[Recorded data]
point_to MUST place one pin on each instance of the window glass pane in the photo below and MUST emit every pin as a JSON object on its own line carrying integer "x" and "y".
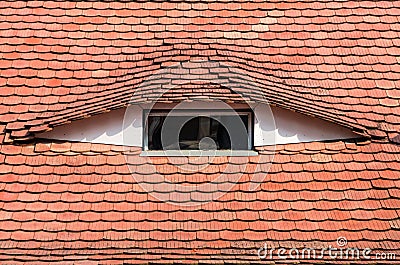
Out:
{"x": 199, "y": 133}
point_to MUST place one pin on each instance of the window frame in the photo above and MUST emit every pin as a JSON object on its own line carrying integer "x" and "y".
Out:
{"x": 196, "y": 113}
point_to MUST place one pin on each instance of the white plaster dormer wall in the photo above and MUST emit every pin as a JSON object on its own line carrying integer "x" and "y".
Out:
{"x": 279, "y": 127}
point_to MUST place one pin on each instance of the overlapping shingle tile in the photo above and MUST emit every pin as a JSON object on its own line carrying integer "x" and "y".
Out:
{"x": 339, "y": 58}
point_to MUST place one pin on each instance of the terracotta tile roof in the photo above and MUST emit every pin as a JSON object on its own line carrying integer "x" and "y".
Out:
{"x": 59, "y": 61}
{"x": 78, "y": 202}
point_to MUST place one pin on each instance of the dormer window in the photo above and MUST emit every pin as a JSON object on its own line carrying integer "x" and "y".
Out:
{"x": 198, "y": 130}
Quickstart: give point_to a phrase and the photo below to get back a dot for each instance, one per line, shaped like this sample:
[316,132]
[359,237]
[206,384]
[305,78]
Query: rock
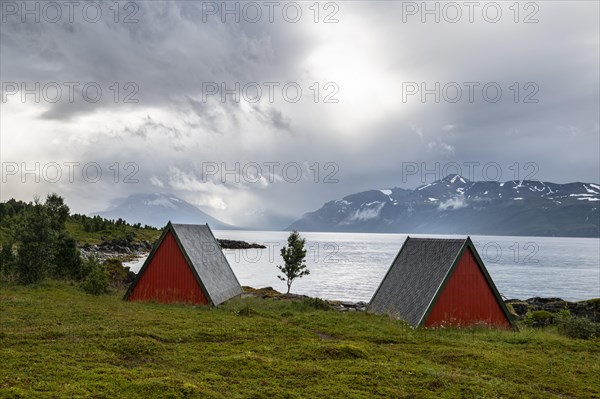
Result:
[236,244]
[520,308]
[589,308]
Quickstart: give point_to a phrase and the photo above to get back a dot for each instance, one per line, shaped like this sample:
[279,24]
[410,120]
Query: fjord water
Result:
[350,266]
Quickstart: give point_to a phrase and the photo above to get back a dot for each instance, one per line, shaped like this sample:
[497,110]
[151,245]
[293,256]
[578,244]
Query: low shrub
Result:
[316,303]
[539,318]
[578,328]
[96,282]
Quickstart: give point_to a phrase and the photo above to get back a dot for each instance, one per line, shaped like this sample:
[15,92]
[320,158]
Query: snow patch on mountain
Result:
[453,203]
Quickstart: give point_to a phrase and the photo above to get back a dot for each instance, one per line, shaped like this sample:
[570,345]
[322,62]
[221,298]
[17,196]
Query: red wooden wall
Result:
[168,277]
[467,298]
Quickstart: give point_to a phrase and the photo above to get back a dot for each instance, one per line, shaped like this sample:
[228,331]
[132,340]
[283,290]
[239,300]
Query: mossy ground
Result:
[56,341]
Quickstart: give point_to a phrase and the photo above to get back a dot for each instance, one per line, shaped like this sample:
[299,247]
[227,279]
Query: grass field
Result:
[56,341]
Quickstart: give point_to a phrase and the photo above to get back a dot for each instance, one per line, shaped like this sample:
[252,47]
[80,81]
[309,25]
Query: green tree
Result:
[7,260]
[58,211]
[66,257]
[293,257]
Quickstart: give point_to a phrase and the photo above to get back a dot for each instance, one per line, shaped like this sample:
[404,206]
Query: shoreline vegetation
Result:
[56,340]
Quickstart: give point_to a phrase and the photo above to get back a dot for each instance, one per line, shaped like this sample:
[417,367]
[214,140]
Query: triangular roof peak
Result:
[418,275]
[203,254]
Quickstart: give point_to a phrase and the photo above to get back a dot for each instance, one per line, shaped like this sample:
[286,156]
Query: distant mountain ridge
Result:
[455,205]
[157,209]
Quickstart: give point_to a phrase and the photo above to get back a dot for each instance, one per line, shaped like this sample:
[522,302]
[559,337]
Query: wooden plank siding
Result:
[168,278]
[467,299]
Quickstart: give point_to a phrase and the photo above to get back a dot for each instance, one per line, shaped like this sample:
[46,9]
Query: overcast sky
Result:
[360,122]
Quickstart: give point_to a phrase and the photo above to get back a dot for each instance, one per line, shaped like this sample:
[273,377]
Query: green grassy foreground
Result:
[56,341]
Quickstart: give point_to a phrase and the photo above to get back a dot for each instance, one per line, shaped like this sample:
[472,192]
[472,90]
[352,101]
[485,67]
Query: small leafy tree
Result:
[7,260]
[293,256]
[34,236]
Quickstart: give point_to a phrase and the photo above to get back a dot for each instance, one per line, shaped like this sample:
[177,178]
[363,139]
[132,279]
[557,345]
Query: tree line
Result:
[36,244]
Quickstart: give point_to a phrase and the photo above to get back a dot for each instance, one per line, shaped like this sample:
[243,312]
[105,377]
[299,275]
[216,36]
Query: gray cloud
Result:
[370,135]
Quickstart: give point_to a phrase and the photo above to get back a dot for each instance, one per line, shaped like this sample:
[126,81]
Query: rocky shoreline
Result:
[127,251]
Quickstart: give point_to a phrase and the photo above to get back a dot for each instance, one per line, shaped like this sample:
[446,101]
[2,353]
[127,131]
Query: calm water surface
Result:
[350,266]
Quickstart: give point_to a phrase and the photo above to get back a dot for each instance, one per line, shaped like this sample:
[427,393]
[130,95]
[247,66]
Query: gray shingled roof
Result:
[203,251]
[415,277]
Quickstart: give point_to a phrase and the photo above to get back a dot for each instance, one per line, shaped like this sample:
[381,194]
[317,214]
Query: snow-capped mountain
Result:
[157,209]
[455,205]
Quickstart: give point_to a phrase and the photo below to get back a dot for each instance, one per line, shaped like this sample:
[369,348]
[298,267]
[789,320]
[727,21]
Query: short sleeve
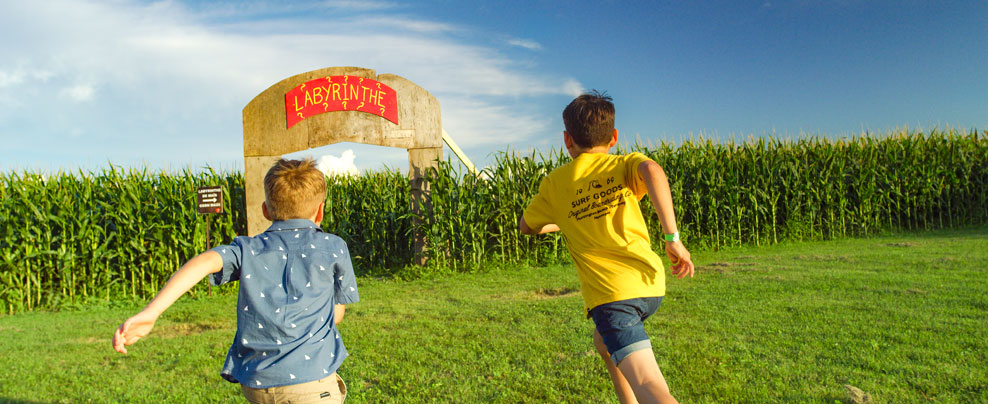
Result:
[633,179]
[345,280]
[539,211]
[232,255]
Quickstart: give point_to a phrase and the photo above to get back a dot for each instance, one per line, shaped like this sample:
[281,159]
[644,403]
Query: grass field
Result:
[904,318]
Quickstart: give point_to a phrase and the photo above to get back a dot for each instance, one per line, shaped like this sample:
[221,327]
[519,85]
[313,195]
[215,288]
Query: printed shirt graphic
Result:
[291,276]
[594,201]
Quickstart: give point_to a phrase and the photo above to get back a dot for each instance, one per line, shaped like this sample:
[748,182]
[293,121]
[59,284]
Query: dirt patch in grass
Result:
[725,267]
[186,329]
[906,244]
[548,293]
[539,294]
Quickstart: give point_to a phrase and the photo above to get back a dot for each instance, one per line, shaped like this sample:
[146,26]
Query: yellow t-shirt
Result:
[594,201]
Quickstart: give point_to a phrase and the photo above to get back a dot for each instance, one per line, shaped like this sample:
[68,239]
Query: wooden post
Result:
[419,163]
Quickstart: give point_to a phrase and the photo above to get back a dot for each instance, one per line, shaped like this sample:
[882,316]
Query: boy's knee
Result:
[598,343]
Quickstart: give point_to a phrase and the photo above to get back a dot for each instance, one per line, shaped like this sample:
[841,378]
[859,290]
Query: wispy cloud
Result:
[525,43]
[162,71]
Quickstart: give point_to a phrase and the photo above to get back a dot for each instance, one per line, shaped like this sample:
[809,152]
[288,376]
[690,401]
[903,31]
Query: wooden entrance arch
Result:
[269,133]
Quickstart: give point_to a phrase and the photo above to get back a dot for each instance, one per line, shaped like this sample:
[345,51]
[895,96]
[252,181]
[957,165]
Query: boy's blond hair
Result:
[293,189]
[589,119]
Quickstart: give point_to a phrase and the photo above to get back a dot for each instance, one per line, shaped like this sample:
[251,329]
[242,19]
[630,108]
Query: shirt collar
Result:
[293,224]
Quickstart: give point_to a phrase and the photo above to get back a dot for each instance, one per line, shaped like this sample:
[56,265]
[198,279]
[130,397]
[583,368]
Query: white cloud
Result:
[79,93]
[360,4]
[525,43]
[163,71]
[334,166]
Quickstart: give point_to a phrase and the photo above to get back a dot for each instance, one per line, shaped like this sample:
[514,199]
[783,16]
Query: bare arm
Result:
[661,197]
[340,310]
[530,231]
[184,279]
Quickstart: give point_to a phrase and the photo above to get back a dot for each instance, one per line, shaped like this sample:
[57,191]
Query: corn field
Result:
[76,237]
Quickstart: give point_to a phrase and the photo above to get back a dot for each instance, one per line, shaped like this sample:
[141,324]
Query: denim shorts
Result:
[620,325]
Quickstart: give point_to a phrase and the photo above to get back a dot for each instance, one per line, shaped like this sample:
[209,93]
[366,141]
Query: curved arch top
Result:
[266,134]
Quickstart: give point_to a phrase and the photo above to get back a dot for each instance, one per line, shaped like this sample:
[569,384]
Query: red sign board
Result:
[209,200]
[340,93]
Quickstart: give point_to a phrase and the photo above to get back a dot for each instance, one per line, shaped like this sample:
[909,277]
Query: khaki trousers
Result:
[330,390]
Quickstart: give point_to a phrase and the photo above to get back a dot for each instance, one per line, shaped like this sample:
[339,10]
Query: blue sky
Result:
[84,84]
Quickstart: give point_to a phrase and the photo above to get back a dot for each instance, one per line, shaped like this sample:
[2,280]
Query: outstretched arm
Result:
[661,197]
[542,230]
[184,279]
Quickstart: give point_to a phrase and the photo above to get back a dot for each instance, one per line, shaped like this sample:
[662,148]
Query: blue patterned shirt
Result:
[291,276]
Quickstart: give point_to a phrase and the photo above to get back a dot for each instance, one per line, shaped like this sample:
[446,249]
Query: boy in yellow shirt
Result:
[593,200]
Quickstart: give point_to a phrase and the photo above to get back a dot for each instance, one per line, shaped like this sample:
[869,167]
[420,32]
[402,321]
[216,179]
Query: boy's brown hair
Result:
[589,119]
[293,189]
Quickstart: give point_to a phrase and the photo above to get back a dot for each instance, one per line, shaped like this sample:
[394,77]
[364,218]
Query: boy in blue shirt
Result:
[294,283]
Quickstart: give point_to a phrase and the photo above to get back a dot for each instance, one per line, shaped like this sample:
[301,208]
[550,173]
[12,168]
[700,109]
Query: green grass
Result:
[905,318]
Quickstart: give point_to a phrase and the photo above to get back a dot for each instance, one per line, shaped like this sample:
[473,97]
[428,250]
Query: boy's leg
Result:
[625,394]
[643,375]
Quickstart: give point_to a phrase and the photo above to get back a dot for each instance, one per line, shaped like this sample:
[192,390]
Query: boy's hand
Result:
[682,265]
[132,330]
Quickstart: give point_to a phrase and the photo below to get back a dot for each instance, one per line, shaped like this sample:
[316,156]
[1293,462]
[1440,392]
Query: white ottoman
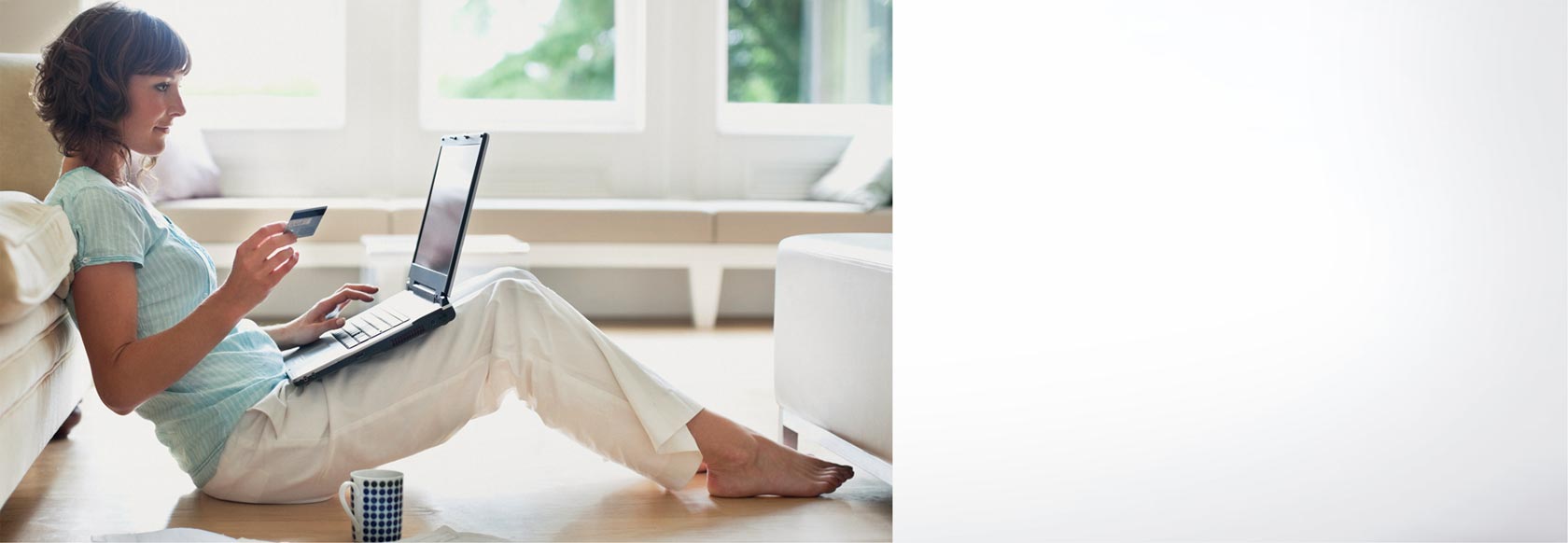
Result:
[833,345]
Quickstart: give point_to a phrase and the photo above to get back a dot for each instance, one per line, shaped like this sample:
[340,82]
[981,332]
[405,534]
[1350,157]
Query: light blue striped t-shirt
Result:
[195,414]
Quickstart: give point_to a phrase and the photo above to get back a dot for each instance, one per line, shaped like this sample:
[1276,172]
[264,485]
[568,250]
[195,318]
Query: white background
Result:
[1233,271]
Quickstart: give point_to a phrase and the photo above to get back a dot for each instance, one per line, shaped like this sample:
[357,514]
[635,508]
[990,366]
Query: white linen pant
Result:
[511,333]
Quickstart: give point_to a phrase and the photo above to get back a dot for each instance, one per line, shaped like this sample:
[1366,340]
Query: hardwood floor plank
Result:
[504,474]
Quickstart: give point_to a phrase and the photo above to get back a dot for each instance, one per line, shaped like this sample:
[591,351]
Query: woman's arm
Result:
[129,370]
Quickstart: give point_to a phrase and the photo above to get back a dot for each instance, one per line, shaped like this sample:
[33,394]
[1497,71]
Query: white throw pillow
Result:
[186,168]
[862,174]
[36,246]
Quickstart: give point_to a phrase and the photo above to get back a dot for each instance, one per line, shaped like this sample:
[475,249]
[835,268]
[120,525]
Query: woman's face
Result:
[154,104]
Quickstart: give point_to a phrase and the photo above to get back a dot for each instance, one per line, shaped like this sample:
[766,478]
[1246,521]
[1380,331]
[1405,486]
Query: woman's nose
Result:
[177,107]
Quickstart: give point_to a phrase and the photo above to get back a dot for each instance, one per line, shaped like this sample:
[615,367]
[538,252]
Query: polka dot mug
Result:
[375,504]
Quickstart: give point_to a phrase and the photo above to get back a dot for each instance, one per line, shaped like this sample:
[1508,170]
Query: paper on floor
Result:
[173,536]
[190,534]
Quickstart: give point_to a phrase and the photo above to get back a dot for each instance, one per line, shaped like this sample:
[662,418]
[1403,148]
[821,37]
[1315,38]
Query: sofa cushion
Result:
[862,174]
[833,315]
[769,220]
[35,253]
[30,345]
[44,377]
[578,220]
[231,220]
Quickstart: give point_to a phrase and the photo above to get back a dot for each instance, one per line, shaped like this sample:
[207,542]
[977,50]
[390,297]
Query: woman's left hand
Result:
[315,322]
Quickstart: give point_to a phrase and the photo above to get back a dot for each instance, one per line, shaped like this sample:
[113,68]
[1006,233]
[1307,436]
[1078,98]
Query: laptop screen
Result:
[449,202]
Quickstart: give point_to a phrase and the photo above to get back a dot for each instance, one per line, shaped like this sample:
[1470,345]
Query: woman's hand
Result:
[322,317]
[258,267]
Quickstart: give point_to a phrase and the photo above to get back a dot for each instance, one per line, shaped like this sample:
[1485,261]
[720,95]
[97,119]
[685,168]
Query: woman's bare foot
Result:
[744,464]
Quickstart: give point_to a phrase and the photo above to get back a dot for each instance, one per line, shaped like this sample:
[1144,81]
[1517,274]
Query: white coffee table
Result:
[385,259]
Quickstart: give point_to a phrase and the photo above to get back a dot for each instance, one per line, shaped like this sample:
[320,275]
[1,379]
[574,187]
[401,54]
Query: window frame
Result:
[624,113]
[749,118]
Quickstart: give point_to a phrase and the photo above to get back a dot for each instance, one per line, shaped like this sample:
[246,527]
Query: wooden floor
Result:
[504,474]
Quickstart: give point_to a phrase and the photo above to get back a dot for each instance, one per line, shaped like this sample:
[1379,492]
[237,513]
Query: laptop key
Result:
[385,322]
[372,326]
[345,340]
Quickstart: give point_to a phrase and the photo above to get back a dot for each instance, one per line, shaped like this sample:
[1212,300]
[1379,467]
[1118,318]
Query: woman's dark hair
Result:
[83,80]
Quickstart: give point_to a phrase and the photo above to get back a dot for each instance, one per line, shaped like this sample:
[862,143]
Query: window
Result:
[274,64]
[813,66]
[532,64]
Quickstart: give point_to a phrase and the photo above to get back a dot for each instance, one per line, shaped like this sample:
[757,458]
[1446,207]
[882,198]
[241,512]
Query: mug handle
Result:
[350,510]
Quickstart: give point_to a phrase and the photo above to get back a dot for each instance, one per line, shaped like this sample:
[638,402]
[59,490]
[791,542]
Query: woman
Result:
[171,344]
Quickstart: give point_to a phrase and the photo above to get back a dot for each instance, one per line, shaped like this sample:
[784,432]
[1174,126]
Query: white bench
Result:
[703,237]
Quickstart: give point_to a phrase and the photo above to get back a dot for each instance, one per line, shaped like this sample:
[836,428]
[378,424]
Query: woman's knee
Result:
[518,273]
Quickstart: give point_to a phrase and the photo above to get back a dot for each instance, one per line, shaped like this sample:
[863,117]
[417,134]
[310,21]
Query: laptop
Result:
[426,303]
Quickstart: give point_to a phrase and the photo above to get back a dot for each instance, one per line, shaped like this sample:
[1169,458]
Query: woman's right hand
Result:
[258,269]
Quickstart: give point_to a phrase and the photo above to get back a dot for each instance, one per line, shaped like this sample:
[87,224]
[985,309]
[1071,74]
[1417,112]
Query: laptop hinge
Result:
[426,292]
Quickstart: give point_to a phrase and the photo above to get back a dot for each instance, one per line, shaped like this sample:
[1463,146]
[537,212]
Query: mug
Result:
[375,504]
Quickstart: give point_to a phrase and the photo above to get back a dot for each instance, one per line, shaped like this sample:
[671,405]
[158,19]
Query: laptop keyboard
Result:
[369,324]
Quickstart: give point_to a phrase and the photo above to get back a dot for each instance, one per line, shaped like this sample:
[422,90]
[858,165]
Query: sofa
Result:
[833,345]
[43,366]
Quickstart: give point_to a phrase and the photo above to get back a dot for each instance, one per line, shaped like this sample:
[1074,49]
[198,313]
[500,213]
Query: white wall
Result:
[1283,271]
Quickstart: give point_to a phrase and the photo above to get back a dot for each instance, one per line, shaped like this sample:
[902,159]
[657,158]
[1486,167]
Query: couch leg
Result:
[71,423]
[706,281]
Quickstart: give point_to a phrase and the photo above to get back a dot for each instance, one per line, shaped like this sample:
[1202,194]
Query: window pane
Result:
[245,49]
[521,49]
[811,50]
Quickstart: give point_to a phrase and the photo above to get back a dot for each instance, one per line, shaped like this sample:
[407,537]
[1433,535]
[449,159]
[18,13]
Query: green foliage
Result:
[765,63]
[578,54]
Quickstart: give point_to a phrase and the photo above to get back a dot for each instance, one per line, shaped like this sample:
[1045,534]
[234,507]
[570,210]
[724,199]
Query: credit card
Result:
[304,222]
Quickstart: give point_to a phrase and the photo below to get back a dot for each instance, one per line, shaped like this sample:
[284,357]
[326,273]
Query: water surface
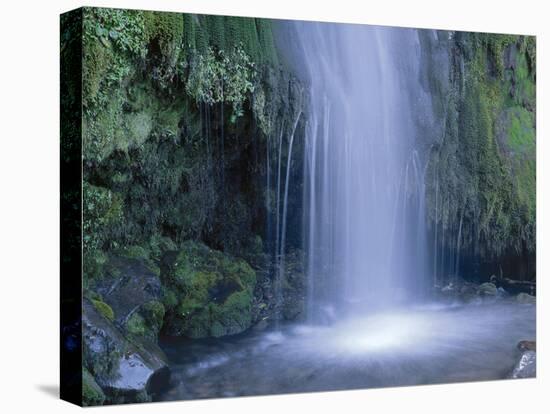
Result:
[435,343]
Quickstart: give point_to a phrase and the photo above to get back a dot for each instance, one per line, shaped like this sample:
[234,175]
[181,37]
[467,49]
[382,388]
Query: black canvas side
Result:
[71,206]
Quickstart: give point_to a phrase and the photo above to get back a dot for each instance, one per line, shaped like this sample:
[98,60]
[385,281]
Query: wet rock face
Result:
[207,293]
[526,366]
[487,290]
[133,290]
[126,371]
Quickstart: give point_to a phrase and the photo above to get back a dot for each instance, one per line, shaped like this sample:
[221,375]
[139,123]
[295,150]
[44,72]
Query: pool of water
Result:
[435,343]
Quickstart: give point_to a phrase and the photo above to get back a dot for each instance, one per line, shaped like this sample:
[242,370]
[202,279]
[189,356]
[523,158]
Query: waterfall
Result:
[365,225]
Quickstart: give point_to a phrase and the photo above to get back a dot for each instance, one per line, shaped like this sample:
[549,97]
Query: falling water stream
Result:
[370,320]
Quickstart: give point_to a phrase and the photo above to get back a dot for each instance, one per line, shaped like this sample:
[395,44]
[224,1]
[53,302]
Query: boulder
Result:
[207,293]
[487,289]
[526,299]
[131,287]
[125,370]
[526,367]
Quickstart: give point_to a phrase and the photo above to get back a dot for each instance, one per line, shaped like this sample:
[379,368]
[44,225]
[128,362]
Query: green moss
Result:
[233,316]
[521,133]
[485,168]
[214,292]
[92,394]
[102,213]
[166,29]
[136,325]
[104,309]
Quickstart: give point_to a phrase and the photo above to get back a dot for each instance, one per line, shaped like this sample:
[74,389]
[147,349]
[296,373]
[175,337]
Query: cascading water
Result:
[364,181]
[365,238]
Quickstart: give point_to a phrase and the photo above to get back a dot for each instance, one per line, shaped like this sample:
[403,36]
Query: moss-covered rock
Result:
[126,370]
[208,292]
[92,394]
[104,309]
[481,169]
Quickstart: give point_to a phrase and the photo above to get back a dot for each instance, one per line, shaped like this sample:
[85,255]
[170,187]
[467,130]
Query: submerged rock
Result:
[526,367]
[126,370]
[487,290]
[131,288]
[208,293]
[527,346]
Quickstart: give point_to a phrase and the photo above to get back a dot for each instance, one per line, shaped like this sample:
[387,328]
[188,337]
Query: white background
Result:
[29,216]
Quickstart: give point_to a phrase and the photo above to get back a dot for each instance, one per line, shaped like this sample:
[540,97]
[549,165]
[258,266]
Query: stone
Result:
[92,394]
[208,293]
[526,367]
[527,346]
[125,370]
[133,291]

* **WHAT THE TASK REQUIRES**
Please gather every line in the rows above that contains the string "yellow", treating uppercase and lowercase as different.

* **RESPONSE**
Query: yellow t-shirt
Query: boy in yellow shirt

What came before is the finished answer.